Task item: All of the entries below are to be retyped exactly.

Source data section start

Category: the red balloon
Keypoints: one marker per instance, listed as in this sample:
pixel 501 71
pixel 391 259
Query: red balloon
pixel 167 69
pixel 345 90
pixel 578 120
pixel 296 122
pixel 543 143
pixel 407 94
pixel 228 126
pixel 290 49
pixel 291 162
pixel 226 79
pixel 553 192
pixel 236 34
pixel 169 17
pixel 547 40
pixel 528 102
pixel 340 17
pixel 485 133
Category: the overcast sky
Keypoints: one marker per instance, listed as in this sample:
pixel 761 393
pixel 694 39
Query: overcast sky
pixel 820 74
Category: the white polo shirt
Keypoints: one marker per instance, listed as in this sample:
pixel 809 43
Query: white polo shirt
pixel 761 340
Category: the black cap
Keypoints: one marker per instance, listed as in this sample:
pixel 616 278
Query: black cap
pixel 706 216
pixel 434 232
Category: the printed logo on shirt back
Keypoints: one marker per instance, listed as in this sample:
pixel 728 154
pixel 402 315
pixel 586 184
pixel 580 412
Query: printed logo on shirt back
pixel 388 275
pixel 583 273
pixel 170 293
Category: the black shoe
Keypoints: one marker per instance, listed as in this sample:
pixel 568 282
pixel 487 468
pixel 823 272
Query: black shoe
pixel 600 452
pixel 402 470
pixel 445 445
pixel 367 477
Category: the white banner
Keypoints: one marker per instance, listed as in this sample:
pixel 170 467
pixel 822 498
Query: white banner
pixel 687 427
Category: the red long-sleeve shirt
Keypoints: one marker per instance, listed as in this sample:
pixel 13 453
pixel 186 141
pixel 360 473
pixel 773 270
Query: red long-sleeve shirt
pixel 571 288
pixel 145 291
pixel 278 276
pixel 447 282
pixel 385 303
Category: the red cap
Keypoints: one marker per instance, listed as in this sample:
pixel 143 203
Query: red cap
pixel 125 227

Source data section end

Solved exercise:
Category: the red balloon
Keypoints: one marker per instance, listed as in this sample:
pixel 501 71
pixel 391 259
Query: red balloon
pixel 167 69
pixel 345 90
pixel 578 120
pixel 296 122
pixel 543 143
pixel 407 94
pixel 228 126
pixel 290 49
pixel 291 162
pixel 226 79
pixel 553 192
pixel 236 34
pixel 169 17
pixel 547 40
pixel 528 102
pixel 340 17
pixel 485 133
Category: the overcast sky
Keypoints: one marker per instance, listed as in this sample:
pixel 761 393
pixel 694 39
Query: overcast sky
pixel 820 74
Category: the white polo shirt
Keypoints: one marker per instance, listed as in this sample:
pixel 809 43
Query: white polo shirt
pixel 761 340
Category: the black cap
Keypoints: one marker per instance, listed as in this sample:
pixel 616 278
Query: black cap
pixel 706 216
pixel 434 232
Category: the printed logo on shirt back
Keypoints: one marker per instance, listed as in this sample:
pixel 728 154
pixel 402 315
pixel 586 184
pixel 580 412
Query: printed logo on shirt back
pixel 388 275
pixel 583 273
pixel 170 293
Category: the black shoe
Keypoints: one marker per instance, listed as in this sample:
pixel 568 282
pixel 487 468
pixel 823 272
Query: black shoe
pixel 600 452
pixel 402 470
pixel 445 445
pixel 367 477
Category: the white banner
Keypoints: one marker per instance, listed as in this sample:
pixel 170 467
pixel 822 498
Query: white banner
pixel 687 427
Category: the red long-sleeve shirt
Keypoints: one marker per instance, listed as in this sample:
pixel 13 453
pixel 186 141
pixel 360 473
pixel 773 270
Query: red long-sleeve shirt
pixel 571 288
pixel 145 291
pixel 278 276
pixel 447 282
pixel 385 303
Category: the red cap
Keypoints: one marker per instance, listed as in this sample:
pixel 143 203
Query: red cap
pixel 125 227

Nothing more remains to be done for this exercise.